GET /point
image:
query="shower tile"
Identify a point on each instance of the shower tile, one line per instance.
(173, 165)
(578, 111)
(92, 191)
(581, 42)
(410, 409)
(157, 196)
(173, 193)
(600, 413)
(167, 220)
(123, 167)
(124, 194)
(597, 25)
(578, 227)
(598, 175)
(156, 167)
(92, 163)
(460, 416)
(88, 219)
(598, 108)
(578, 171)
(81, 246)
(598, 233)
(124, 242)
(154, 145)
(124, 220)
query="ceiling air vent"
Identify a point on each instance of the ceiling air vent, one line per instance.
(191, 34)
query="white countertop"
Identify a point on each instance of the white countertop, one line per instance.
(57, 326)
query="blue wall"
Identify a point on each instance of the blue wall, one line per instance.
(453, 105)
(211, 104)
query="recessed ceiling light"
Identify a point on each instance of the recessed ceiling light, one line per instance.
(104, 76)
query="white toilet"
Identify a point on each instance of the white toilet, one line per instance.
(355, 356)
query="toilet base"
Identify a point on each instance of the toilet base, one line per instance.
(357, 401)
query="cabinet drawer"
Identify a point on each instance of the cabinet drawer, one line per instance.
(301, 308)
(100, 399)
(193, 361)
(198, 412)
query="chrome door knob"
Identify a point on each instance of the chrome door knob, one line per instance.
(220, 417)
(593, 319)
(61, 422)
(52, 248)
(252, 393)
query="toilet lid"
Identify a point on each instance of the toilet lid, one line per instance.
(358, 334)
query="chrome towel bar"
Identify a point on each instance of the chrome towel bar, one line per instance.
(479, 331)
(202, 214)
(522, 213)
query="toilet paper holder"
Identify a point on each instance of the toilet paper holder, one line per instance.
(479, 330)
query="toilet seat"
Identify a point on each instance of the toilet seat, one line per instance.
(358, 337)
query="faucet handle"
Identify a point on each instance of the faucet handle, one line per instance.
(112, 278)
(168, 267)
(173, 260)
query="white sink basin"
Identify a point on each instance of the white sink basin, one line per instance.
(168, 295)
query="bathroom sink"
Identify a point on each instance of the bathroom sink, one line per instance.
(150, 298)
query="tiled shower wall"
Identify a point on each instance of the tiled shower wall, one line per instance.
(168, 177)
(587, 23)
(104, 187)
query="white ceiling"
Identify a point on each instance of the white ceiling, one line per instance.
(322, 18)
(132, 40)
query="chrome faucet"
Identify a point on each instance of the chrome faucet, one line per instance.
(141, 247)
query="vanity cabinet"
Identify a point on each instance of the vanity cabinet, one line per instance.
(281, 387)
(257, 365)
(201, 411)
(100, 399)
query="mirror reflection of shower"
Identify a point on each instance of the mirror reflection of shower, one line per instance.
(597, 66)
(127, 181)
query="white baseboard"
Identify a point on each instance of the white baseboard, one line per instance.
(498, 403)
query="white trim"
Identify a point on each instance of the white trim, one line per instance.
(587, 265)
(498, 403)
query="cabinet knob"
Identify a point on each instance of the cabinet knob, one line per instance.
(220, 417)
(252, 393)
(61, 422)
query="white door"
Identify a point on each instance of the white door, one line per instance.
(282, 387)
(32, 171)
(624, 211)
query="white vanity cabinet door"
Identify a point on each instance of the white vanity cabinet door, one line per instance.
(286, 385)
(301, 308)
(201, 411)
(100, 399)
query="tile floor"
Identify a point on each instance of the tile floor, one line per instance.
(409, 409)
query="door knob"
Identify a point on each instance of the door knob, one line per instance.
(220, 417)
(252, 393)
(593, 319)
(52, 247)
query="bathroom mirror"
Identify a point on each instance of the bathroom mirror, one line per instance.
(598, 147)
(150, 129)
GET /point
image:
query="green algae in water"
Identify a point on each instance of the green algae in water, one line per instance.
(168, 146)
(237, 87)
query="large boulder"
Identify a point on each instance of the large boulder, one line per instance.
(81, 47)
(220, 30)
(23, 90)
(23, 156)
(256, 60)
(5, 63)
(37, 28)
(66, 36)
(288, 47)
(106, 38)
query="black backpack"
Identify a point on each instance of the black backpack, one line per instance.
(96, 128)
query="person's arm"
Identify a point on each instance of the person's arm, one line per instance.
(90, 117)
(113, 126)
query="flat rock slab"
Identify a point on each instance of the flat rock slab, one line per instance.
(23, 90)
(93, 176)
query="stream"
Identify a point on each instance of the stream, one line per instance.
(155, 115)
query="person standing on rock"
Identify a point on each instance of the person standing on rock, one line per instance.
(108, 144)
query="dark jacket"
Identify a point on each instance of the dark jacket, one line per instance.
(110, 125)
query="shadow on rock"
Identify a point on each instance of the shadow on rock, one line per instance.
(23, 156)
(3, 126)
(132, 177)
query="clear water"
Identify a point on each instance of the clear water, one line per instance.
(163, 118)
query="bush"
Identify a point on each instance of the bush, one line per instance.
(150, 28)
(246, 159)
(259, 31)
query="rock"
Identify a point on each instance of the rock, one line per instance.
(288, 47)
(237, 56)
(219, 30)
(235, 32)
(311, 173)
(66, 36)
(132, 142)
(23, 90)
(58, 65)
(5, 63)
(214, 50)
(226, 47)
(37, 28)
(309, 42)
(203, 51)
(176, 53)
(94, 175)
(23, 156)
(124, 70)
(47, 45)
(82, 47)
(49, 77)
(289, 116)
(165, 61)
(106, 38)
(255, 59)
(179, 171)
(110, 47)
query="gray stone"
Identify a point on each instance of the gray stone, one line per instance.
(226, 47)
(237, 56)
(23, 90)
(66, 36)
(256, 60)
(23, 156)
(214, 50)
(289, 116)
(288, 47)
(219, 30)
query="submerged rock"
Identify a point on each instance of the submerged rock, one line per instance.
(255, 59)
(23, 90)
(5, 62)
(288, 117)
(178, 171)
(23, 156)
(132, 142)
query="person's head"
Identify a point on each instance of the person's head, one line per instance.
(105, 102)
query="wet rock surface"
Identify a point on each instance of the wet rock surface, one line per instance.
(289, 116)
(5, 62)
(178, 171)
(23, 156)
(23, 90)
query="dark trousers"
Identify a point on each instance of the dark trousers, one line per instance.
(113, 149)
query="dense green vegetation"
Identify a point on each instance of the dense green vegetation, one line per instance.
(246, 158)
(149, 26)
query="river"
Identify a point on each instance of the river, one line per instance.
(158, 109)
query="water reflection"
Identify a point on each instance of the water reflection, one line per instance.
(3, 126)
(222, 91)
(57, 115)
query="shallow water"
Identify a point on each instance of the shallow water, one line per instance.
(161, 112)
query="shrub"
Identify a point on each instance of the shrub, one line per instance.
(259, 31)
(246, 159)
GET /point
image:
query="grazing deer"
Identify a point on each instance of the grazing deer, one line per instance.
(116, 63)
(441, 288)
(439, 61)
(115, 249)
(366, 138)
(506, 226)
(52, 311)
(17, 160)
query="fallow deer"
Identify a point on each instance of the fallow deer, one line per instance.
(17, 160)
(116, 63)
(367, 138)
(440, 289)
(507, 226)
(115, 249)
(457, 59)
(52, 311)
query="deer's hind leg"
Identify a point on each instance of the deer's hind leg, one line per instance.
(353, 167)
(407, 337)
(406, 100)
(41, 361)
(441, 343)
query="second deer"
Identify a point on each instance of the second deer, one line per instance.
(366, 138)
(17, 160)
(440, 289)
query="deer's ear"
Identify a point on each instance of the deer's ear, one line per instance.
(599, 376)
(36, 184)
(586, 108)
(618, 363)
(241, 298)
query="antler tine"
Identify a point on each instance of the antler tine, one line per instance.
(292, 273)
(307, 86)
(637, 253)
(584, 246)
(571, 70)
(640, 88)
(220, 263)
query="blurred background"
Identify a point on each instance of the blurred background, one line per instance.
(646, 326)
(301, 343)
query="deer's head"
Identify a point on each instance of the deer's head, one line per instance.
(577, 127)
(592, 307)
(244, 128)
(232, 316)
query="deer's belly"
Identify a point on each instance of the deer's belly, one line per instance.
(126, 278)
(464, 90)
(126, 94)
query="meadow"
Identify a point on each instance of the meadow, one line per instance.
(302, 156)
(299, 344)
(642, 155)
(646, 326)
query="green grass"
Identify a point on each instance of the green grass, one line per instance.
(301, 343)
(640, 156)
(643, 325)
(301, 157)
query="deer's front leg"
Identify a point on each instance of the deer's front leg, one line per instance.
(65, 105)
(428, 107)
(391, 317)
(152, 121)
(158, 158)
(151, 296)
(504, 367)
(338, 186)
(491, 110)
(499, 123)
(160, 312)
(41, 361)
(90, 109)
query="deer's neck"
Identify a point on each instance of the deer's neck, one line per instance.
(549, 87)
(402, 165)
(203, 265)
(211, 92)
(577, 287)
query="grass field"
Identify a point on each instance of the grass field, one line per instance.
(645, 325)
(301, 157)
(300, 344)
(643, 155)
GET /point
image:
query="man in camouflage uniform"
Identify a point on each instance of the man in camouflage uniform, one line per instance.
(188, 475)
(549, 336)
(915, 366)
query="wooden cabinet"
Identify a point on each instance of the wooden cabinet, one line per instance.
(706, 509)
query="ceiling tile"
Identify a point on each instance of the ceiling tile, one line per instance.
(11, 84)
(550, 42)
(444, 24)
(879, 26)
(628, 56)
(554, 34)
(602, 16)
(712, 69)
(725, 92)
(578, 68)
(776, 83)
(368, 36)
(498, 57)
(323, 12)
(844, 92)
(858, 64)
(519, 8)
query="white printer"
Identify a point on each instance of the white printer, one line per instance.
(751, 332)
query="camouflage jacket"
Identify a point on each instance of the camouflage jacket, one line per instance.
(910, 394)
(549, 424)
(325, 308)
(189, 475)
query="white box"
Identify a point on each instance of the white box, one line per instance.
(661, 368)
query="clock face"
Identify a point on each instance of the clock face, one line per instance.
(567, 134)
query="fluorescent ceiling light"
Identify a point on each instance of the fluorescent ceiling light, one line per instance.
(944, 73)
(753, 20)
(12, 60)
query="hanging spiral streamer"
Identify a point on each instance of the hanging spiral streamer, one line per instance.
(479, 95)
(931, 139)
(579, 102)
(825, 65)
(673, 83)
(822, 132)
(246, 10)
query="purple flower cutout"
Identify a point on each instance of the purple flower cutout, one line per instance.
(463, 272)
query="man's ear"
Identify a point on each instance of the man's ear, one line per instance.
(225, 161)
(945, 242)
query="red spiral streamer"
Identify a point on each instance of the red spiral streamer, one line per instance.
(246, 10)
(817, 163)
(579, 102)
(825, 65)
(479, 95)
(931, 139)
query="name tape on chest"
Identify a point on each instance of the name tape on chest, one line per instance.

▸ **GOAL**:
Count the lines in the material that contain the string "flat", treating uppercase and lowercase letters as distinct. Reply with the number alone.

▸ **REPLY TO THE TASK**:
2